TASK GOAL: The answer must be every line from the entries below that contains "sample".

*-*-*

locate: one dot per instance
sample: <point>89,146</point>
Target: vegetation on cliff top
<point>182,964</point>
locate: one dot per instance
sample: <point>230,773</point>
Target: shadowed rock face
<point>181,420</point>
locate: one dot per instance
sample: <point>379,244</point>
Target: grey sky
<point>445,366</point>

*-*-*

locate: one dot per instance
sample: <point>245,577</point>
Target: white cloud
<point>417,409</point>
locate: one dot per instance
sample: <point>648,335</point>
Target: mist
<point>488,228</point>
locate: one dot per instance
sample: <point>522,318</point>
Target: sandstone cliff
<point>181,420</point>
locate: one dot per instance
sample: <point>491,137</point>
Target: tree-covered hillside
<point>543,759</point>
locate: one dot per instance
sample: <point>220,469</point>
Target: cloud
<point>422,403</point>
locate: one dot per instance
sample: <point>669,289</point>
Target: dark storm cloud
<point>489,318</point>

*-*-*

WRITTEN SOLUTION:
sample: <point>89,146</point>
sample: <point>230,773</point>
sample: <point>379,244</point>
sample: <point>245,577</point>
sample: <point>648,335</point>
sample: <point>522,318</point>
sample: <point>491,137</point>
sample: <point>220,469</point>
sample: <point>669,289</point>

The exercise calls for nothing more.